# [TEXT EXCERPT]
The second intervention provided non-financial awards (NFA) to improve clinics. Clinical staff were encouraged to develop action plans, and winning clinics received wall plaques and letters of recommendation from the district government. Neither program provided resources for clinics; rather, they were intended to motivate healthcare professionals to provide higher quality care under existing resource constraints.

Aiming to test whether interventions contribute to the resilience of the health system, it questioned whether they affect the reporting of Ebola cases. To do so, the authors used a de-identified database maintained by the Government of Sierra Leone and Centers for Disease Control and Prevention to construct weekly counts of tested and confirmed patients in small administrative units called sections. The research focused on the 160 sections that contained a single clinic from the experimental sample, which allowed for unambiguous coding of treatment status for each section.

The 254 clinics in the sample were grouped into matched trios using Greevy and Beck's (2016) non-bipartite matching algorithm. Clinics in a trio fell within the same district and exhibited similar levels of utilization and performance at baseline. Blocking matched trios, 84 clinics were randomized to control, 85 to Community Monitoring (CM), and 85 to Non-Financial Awards (NFA).

Results

Two years before the 2014 Ebola outbreak in West Africa, Christensen et al. (2021) randomly assigned two interventions to health clinics run by the government of Sierra Leone, one focused on community monitoring and the other providing non-financial rewards to clinic staff. Before the Ebola crisis, both interventions increased clinic utilization and patient satisfaction. Community monitoring has also improved child health, resulting in 38% fewer deaths among children under five. Later during the crisis, interventions also increased Ebola case reporting by 62%, and community monitoring significantly reduced Ebola-related deaths.

Evidence on mechanisms indicates that both interventions improved the perceived quality of health care by encouraging patients to report Ebola symptoms and receive medical care. Improvements in health outcomes under community monitoring suggest that these changes reflect, in part, an increase in the underlying quality of care administered.

Therefore, the study points out that improvements in the perception of quality of care in intervention clinics led to an increase in reports during the crisis, and improvements in care administered in community monitoring clinics also persisted during the crisis period. Thus, community monitoring has qualitatively stronger effects than non-financial awards to clinic staff before the crisis and during the Ebola outbreak. This suggests that involving the community in promoting accountability may be especially effective in improving the quality of health services.

# [RECORDS]
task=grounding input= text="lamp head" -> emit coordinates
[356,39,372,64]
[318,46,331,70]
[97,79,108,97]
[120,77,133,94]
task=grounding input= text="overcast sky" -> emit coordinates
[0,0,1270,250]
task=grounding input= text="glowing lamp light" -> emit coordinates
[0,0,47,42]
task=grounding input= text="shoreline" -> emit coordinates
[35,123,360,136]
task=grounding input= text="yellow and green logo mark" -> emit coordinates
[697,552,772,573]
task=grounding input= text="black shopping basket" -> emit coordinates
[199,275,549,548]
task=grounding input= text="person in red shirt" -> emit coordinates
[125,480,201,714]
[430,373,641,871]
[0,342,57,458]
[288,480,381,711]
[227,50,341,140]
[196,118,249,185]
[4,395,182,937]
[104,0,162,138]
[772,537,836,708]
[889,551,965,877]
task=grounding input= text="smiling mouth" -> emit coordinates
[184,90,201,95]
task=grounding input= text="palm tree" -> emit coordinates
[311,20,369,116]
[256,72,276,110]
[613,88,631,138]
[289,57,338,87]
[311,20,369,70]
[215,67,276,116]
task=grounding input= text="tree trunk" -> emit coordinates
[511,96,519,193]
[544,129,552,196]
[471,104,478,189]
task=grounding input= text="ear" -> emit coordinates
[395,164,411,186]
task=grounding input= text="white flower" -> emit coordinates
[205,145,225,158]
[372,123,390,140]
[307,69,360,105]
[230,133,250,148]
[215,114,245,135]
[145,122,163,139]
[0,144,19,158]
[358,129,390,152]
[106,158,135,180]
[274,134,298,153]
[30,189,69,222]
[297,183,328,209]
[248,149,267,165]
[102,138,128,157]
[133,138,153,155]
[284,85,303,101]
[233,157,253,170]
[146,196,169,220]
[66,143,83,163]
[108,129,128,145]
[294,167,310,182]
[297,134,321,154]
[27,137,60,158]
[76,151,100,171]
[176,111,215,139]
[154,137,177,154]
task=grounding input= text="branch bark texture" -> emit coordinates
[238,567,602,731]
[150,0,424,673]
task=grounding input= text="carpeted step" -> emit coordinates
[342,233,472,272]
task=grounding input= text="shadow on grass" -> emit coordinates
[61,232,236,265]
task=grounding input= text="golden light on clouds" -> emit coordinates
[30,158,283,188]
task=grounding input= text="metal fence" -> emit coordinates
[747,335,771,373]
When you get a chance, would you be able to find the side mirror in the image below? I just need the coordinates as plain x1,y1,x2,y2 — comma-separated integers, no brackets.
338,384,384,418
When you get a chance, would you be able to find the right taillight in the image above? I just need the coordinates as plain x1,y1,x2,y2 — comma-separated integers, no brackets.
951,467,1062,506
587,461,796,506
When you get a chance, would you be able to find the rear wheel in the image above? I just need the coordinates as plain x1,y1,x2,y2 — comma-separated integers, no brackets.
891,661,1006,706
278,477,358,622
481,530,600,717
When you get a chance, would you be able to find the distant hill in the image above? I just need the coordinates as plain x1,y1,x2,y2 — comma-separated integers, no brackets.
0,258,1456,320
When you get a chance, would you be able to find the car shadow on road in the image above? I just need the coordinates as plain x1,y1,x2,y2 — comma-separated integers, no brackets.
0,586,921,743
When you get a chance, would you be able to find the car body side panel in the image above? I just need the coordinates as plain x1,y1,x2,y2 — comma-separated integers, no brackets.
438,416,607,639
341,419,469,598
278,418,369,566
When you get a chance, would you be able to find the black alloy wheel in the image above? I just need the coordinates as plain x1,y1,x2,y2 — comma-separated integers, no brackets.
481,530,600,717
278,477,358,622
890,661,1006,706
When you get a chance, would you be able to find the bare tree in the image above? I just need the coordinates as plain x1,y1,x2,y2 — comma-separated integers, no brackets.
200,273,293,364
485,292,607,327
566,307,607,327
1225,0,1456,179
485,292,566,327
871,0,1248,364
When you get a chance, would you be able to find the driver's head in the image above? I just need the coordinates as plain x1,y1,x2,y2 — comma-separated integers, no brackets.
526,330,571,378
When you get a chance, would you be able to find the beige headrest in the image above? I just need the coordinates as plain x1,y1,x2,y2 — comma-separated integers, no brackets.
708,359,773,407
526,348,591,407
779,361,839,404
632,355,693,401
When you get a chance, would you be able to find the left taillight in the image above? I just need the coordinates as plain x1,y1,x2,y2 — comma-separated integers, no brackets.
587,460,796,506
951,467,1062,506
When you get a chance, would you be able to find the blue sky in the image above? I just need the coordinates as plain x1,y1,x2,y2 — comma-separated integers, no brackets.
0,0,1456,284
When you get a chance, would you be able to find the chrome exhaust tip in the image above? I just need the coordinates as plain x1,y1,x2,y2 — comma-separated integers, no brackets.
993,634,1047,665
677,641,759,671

# [REQUIRED ACTION]
According to the Sierra Leone clinic study excerpt, why did the research limit itself to the 160 sections containing a single clinic from the experimental sample? Explain in one to three sentences.

# [SOLUTION FOR THIS PROBLEM]
Each of those sections held only one clinic from the experimental sample. That allowed the treatment status of every section to be coded unambiguously.